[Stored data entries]

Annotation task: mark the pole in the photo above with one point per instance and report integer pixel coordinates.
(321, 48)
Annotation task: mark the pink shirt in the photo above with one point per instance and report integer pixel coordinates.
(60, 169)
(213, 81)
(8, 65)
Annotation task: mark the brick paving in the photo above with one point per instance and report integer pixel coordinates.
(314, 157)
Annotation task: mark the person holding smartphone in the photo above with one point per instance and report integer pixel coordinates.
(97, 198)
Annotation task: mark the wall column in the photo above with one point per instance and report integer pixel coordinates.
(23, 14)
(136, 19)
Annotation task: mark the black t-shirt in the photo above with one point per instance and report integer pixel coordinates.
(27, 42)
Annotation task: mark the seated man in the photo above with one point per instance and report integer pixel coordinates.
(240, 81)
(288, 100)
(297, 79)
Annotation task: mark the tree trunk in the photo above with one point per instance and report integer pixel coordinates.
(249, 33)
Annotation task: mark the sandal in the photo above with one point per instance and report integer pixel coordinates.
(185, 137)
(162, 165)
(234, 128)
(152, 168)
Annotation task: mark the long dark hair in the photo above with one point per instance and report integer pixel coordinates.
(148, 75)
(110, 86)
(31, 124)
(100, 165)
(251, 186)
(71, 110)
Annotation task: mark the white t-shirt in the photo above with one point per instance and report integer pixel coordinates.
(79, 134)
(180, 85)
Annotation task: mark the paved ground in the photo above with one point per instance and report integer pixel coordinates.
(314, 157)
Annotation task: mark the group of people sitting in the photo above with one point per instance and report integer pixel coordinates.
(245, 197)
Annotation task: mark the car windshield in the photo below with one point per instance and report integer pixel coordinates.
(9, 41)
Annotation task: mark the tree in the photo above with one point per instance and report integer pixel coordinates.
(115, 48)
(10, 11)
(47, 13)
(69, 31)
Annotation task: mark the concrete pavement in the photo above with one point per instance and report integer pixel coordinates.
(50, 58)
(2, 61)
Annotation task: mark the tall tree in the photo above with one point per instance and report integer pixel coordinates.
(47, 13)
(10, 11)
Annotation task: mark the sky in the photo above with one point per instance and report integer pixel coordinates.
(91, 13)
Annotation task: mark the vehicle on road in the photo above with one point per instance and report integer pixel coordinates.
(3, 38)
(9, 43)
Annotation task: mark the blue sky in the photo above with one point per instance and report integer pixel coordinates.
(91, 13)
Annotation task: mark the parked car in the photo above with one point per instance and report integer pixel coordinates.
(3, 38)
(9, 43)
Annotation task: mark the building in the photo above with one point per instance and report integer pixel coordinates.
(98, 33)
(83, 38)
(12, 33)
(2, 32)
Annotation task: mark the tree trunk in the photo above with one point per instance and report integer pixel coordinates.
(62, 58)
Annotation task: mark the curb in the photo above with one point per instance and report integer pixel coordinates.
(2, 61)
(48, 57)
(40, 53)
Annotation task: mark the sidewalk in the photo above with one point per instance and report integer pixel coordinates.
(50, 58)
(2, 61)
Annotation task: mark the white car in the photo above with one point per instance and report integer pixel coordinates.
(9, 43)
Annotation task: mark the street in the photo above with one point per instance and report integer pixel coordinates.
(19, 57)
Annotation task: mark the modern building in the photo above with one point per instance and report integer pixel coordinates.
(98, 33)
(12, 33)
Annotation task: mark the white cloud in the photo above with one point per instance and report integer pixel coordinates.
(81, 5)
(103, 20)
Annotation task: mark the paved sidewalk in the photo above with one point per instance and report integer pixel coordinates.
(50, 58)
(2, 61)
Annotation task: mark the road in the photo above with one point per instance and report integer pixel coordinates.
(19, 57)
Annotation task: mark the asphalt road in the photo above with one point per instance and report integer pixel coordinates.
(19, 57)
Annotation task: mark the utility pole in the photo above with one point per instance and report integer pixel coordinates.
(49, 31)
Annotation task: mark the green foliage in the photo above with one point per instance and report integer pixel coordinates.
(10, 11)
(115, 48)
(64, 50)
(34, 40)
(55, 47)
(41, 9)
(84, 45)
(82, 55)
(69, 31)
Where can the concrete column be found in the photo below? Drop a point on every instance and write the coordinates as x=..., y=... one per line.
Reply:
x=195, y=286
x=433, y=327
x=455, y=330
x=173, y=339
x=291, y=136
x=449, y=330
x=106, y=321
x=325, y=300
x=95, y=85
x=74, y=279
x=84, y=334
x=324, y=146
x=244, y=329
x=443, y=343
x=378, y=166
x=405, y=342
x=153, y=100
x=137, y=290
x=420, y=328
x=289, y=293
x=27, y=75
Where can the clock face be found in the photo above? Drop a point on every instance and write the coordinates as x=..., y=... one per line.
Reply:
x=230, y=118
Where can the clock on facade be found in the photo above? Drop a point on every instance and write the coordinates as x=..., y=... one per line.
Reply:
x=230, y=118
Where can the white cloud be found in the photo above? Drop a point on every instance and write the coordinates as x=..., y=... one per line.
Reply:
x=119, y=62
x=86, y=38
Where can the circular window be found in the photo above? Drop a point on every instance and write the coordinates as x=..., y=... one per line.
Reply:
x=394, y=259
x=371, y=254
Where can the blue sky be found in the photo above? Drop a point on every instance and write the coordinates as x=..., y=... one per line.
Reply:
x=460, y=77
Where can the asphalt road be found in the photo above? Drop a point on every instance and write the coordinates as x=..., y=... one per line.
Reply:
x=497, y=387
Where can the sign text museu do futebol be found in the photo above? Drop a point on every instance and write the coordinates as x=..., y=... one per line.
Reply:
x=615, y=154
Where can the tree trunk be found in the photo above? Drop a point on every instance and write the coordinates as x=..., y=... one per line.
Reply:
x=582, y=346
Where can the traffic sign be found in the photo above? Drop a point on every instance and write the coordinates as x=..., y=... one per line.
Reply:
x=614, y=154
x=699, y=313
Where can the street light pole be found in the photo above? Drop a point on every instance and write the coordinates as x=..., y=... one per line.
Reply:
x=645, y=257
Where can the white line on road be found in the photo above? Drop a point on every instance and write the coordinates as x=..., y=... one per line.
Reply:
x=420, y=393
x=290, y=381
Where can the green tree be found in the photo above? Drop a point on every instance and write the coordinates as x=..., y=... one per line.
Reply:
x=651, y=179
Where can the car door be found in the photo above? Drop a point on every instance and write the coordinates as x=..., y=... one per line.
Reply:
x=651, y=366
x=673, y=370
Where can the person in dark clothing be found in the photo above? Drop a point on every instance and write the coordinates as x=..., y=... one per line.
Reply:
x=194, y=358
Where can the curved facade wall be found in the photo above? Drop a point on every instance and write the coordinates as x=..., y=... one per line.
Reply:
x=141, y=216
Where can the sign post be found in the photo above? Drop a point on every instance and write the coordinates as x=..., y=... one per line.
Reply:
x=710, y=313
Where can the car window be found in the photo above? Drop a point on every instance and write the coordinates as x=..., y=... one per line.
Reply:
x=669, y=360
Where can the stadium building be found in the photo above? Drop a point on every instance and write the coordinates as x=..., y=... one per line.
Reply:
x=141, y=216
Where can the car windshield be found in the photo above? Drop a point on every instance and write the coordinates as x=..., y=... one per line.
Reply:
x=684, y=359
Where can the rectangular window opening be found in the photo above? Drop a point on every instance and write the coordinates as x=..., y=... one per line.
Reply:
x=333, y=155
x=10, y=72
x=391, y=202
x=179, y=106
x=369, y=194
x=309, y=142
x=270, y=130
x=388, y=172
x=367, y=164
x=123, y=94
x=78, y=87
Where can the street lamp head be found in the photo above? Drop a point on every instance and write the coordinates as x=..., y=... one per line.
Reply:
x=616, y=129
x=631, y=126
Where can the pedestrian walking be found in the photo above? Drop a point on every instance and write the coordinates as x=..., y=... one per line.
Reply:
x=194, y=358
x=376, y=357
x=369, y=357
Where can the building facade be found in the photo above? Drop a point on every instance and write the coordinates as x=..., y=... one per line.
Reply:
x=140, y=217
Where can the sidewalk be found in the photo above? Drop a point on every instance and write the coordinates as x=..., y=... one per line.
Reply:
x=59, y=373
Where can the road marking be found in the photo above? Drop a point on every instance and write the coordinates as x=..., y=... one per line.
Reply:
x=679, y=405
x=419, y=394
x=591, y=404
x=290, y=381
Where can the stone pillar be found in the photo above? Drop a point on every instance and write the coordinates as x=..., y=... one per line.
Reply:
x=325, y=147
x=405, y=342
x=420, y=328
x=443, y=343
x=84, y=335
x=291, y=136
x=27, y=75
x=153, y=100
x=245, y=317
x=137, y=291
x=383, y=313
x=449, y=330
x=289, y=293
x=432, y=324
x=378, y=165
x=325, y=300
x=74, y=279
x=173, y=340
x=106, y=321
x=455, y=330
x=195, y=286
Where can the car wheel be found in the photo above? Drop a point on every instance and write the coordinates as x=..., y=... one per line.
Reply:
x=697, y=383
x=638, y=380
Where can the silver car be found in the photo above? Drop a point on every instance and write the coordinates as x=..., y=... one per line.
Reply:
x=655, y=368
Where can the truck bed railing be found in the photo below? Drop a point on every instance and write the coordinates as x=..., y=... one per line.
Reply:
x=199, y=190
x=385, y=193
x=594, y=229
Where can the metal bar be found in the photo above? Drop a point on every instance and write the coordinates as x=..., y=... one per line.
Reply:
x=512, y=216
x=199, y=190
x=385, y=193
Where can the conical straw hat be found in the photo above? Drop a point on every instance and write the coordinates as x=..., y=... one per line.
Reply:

Your instructions >> For the data shown above, give the number of lines where the word "clock" appears, and nothing else.

Response >> 2